** Supplied records **
= Beginning of Section =

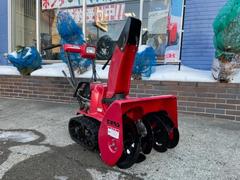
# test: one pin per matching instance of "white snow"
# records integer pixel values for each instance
(8, 70)
(171, 73)
(142, 48)
(161, 73)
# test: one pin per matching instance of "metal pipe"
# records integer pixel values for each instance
(84, 18)
(9, 26)
(141, 18)
(38, 21)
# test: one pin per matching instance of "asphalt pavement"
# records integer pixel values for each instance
(35, 144)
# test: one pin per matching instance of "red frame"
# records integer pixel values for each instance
(110, 115)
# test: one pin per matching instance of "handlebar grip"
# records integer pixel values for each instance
(105, 64)
(52, 47)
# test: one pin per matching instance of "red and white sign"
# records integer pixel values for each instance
(53, 4)
(56, 4)
(110, 12)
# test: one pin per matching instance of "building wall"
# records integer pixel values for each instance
(198, 50)
(214, 100)
(3, 29)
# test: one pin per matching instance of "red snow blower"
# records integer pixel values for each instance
(120, 127)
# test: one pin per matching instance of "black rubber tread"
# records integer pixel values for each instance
(89, 138)
(172, 143)
(129, 131)
(159, 131)
(148, 140)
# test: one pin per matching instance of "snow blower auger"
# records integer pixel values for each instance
(121, 128)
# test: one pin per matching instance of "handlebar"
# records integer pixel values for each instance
(105, 65)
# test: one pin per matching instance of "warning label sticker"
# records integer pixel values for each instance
(113, 132)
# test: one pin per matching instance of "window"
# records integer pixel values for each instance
(23, 23)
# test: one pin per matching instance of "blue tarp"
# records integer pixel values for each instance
(26, 60)
(144, 61)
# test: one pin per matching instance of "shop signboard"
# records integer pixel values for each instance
(109, 12)
(165, 30)
(57, 4)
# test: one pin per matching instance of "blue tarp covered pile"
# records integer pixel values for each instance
(26, 60)
(71, 33)
(144, 61)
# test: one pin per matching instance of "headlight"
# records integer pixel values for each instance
(91, 50)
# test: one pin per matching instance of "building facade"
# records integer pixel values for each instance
(18, 25)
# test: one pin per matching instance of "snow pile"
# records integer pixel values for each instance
(8, 70)
(162, 73)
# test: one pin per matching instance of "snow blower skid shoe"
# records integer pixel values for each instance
(124, 130)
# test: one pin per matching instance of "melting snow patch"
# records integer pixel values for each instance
(61, 177)
(8, 70)
(18, 136)
(98, 175)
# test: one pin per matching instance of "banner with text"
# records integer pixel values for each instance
(56, 4)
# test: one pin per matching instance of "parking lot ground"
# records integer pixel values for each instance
(35, 144)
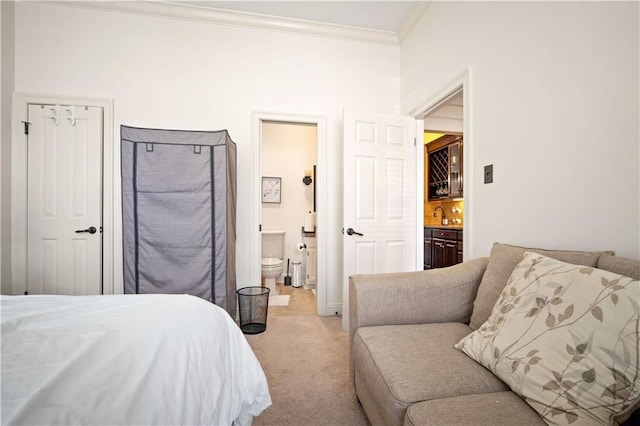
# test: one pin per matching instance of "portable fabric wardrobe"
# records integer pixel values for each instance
(178, 208)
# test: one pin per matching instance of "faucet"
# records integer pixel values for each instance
(444, 215)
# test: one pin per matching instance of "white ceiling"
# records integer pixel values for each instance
(376, 15)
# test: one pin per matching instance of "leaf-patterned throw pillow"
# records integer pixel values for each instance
(565, 338)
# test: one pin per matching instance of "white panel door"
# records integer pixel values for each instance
(380, 190)
(64, 200)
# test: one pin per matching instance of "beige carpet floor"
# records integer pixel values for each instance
(305, 359)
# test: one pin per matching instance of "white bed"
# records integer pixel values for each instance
(126, 359)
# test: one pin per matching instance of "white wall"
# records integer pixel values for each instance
(7, 83)
(287, 150)
(170, 73)
(554, 107)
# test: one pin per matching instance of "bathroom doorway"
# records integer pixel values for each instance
(290, 195)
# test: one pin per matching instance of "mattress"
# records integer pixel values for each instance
(126, 359)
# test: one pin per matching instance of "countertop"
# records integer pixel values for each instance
(456, 227)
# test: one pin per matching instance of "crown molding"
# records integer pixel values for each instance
(415, 15)
(235, 18)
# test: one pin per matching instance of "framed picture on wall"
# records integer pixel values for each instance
(271, 189)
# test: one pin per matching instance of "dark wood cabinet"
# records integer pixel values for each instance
(427, 248)
(445, 168)
(442, 247)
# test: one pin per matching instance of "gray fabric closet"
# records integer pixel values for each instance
(179, 213)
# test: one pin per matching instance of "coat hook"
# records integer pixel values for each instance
(72, 115)
(56, 114)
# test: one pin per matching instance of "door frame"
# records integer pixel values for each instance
(423, 101)
(320, 121)
(19, 186)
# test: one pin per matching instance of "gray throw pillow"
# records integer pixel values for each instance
(503, 260)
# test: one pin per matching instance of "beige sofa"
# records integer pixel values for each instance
(403, 328)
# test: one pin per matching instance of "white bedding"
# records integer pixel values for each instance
(126, 359)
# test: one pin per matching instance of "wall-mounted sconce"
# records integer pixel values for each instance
(307, 177)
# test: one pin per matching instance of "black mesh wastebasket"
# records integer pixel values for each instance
(253, 303)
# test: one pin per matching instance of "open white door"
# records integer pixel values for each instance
(380, 190)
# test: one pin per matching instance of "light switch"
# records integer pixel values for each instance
(488, 173)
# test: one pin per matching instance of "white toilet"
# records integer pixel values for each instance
(271, 263)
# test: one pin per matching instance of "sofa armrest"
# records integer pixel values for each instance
(436, 295)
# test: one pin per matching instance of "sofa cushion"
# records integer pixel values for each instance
(620, 265)
(403, 364)
(503, 259)
(565, 338)
(630, 268)
(483, 409)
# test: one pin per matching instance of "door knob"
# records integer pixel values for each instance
(91, 230)
(350, 231)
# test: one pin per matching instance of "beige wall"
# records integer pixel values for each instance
(554, 106)
(186, 74)
(7, 78)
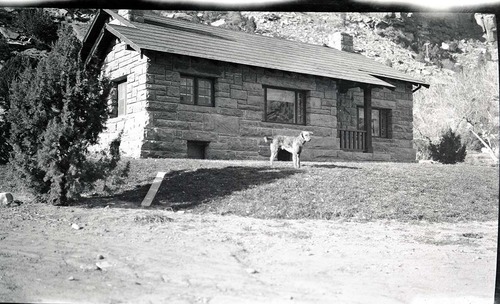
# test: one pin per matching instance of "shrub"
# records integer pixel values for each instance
(57, 111)
(38, 24)
(9, 72)
(449, 150)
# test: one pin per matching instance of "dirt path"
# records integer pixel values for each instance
(153, 256)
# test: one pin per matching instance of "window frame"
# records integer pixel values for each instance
(115, 101)
(196, 79)
(296, 106)
(382, 112)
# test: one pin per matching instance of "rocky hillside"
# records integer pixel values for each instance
(427, 46)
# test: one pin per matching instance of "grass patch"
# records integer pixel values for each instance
(152, 219)
(348, 191)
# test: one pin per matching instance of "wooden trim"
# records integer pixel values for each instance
(196, 87)
(367, 103)
(296, 105)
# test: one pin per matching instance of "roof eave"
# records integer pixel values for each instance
(123, 38)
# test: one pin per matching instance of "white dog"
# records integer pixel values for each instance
(291, 144)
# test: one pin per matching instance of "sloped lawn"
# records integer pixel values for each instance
(343, 190)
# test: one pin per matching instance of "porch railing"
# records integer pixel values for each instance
(352, 140)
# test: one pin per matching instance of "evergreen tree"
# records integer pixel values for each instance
(38, 24)
(57, 111)
(8, 73)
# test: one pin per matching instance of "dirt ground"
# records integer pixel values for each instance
(127, 255)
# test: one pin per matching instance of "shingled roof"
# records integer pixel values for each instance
(168, 35)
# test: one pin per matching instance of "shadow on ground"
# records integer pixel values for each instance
(183, 189)
(330, 166)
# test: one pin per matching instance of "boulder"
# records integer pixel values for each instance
(6, 198)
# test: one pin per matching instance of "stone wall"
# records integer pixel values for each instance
(234, 127)
(158, 125)
(119, 63)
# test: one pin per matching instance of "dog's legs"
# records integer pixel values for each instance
(295, 158)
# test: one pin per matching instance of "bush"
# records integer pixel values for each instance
(38, 24)
(449, 150)
(8, 73)
(56, 112)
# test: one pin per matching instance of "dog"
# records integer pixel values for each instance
(291, 144)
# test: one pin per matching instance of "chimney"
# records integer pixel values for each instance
(341, 41)
(132, 15)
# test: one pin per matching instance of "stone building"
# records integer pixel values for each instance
(186, 90)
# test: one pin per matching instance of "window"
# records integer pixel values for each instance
(119, 100)
(197, 91)
(380, 121)
(285, 106)
(197, 149)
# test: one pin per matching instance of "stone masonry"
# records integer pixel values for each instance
(399, 145)
(158, 125)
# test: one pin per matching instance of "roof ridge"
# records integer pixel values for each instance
(154, 16)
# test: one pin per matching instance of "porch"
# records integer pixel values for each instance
(352, 137)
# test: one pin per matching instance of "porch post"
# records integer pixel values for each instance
(367, 96)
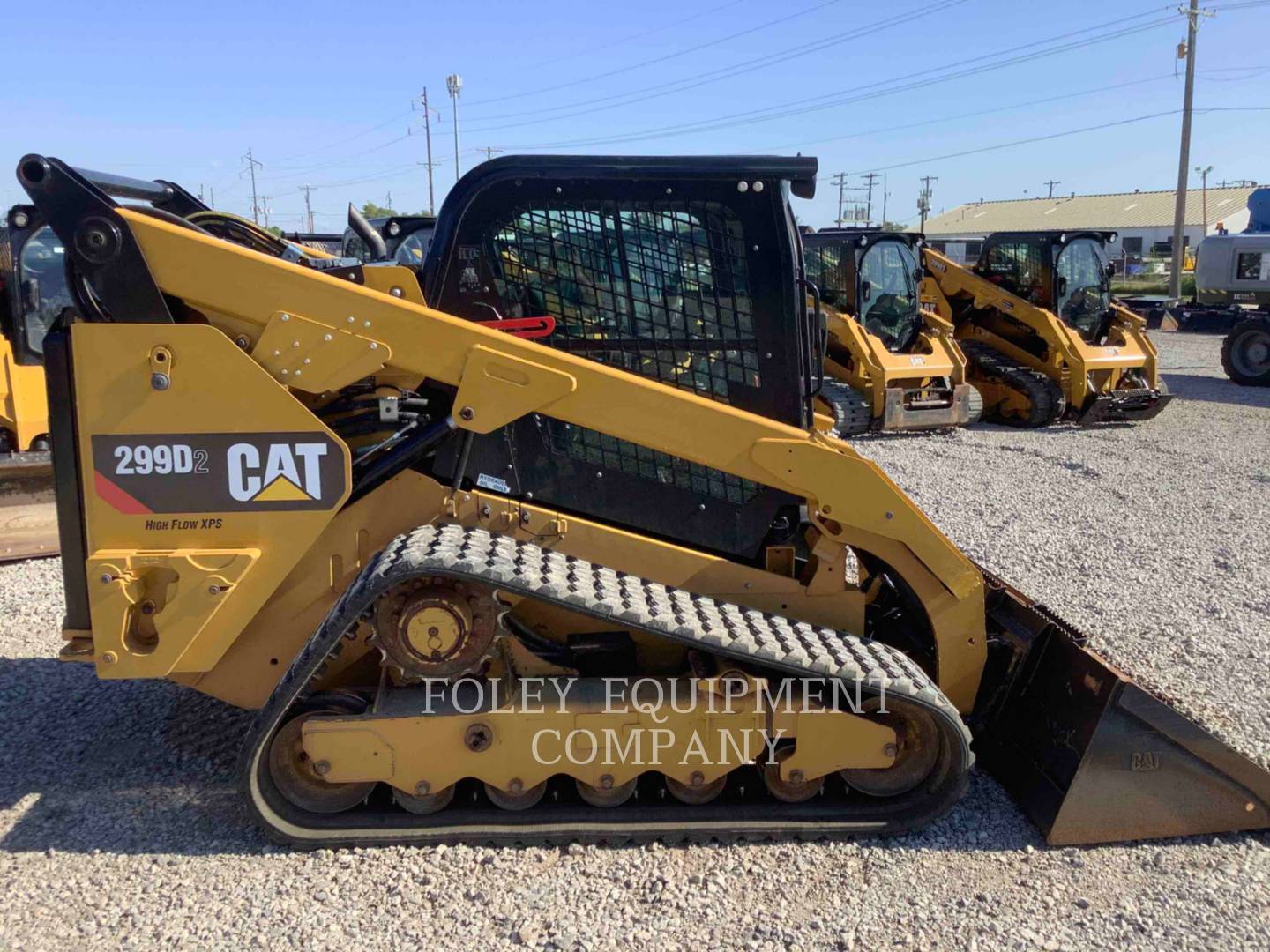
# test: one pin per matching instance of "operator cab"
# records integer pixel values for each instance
(1065, 271)
(870, 274)
(34, 279)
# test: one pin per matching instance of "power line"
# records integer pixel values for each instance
(609, 45)
(349, 138)
(664, 57)
(958, 117)
(701, 79)
(915, 80)
(1058, 135)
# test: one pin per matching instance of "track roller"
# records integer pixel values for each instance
(796, 790)
(698, 792)
(424, 802)
(517, 798)
(608, 795)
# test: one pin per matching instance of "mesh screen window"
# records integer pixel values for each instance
(655, 288)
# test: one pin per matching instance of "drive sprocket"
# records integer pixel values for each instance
(436, 628)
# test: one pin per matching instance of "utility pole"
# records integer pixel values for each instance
(1175, 277)
(427, 135)
(923, 199)
(1203, 175)
(309, 211)
(251, 165)
(841, 182)
(869, 181)
(455, 86)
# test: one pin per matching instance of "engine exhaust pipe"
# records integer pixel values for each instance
(366, 231)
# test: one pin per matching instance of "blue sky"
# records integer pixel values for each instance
(325, 93)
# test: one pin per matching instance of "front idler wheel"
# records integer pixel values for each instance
(297, 777)
(917, 741)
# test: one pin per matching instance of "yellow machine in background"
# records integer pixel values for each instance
(1044, 339)
(424, 548)
(891, 361)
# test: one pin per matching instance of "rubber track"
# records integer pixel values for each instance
(716, 628)
(1044, 397)
(852, 414)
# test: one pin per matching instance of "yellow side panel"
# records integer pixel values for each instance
(204, 487)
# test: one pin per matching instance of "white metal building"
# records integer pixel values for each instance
(1140, 219)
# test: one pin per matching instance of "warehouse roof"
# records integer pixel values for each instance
(1122, 210)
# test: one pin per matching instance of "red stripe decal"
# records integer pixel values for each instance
(117, 498)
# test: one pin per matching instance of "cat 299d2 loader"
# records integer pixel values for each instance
(609, 583)
(891, 361)
(1044, 339)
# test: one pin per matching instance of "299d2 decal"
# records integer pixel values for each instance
(219, 472)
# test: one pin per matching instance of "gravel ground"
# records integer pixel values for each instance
(120, 822)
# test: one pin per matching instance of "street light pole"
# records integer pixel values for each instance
(1175, 279)
(1203, 175)
(455, 84)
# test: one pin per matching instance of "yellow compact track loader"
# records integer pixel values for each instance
(891, 361)
(608, 582)
(1044, 339)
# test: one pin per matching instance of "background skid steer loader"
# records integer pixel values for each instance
(1044, 339)
(891, 362)
(640, 493)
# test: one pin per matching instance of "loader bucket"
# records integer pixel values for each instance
(1091, 756)
(28, 514)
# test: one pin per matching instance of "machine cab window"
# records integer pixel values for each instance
(1084, 292)
(889, 306)
(42, 287)
(1019, 267)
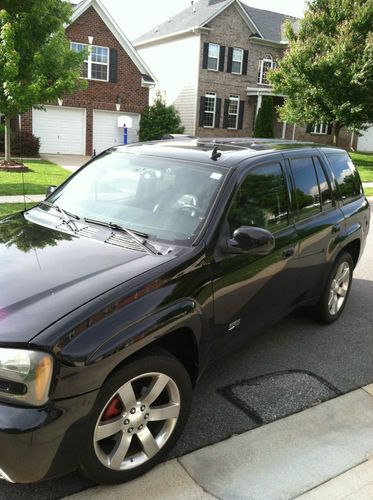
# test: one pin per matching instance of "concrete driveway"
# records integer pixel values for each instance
(70, 162)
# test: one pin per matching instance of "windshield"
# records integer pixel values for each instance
(165, 198)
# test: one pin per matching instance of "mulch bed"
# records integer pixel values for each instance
(12, 166)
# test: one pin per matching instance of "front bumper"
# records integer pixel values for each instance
(41, 443)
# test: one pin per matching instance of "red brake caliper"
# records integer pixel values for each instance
(113, 409)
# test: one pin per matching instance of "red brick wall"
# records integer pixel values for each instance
(102, 95)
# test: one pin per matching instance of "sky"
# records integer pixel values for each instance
(136, 17)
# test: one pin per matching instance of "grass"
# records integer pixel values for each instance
(42, 174)
(11, 208)
(364, 163)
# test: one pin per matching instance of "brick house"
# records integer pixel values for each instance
(211, 61)
(118, 84)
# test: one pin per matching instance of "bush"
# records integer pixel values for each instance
(23, 143)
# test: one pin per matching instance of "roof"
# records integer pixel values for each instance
(80, 8)
(265, 24)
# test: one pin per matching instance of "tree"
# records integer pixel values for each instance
(263, 126)
(37, 65)
(327, 72)
(159, 119)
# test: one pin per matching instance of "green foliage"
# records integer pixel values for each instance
(159, 119)
(327, 73)
(263, 126)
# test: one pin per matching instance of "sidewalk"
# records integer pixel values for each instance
(323, 453)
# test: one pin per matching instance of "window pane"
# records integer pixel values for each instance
(261, 201)
(346, 175)
(325, 191)
(306, 187)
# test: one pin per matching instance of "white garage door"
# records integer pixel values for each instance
(365, 142)
(106, 132)
(61, 130)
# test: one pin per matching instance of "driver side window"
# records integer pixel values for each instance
(261, 200)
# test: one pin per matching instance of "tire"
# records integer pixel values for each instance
(139, 414)
(334, 297)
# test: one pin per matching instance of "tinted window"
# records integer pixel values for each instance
(261, 200)
(306, 187)
(345, 173)
(325, 190)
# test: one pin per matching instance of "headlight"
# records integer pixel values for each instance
(25, 376)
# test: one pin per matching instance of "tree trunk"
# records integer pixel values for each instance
(7, 138)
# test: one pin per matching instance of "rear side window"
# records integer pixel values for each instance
(261, 200)
(306, 187)
(346, 175)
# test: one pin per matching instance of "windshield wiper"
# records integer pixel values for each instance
(67, 217)
(136, 235)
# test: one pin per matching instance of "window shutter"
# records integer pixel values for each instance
(202, 102)
(225, 119)
(230, 57)
(205, 55)
(245, 61)
(240, 115)
(221, 58)
(113, 70)
(217, 113)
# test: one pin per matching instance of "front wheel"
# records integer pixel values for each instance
(139, 415)
(334, 297)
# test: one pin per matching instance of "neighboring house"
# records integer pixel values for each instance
(211, 61)
(118, 84)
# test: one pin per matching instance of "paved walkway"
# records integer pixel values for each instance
(323, 453)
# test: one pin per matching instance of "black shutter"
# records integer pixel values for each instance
(230, 58)
(217, 113)
(240, 115)
(221, 58)
(225, 119)
(205, 55)
(113, 70)
(245, 60)
(202, 103)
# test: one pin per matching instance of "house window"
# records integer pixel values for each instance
(265, 65)
(320, 128)
(234, 104)
(213, 57)
(237, 60)
(96, 65)
(210, 109)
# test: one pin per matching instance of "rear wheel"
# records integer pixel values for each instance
(139, 415)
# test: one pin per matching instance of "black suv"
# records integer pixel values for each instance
(143, 267)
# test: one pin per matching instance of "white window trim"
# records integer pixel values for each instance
(239, 61)
(318, 129)
(211, 95)
(267, 59)
(213, 57)
(235, 98)
(90, 62)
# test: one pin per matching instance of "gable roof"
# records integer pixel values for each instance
(80, 8)
(265, 24)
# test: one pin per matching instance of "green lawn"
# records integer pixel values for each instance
(11, 208)
(364, 163)
(42, 174)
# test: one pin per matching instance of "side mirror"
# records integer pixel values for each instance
(50, 190)
(253, 240)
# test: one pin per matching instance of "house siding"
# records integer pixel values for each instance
(102, 95)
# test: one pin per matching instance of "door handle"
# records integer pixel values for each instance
(289, 252)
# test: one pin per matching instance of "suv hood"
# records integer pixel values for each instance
(46, 273)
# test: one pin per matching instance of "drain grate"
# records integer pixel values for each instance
(277, 395)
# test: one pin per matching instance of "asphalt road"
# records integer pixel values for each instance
(295, 364)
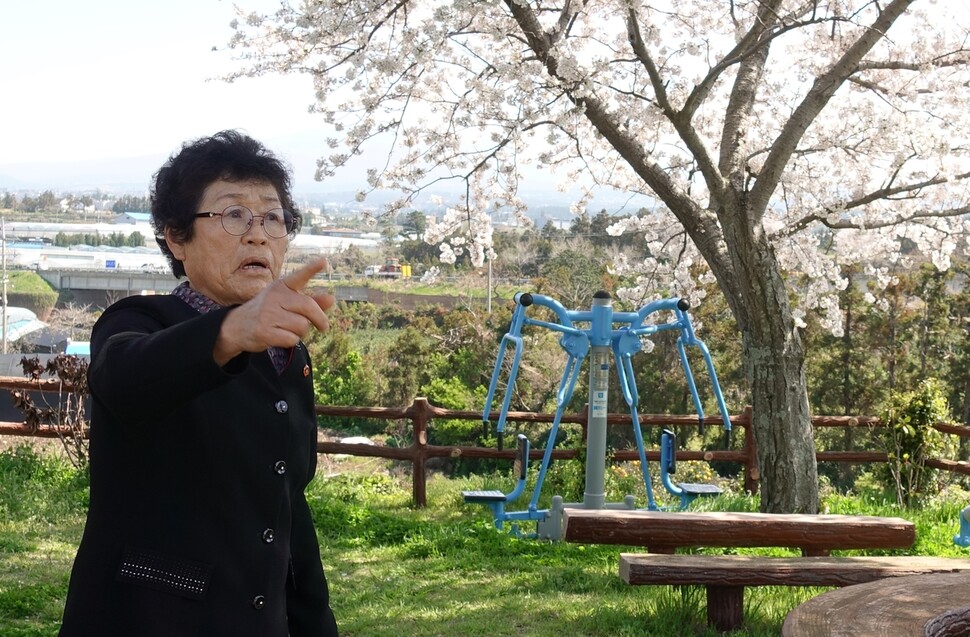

= End of Section =

Return all lines of the data in which the string "handlebar" appears.

# test: one pin per matching instance of "handlebar grip"
# test: one pin per matching instance of "handlebar"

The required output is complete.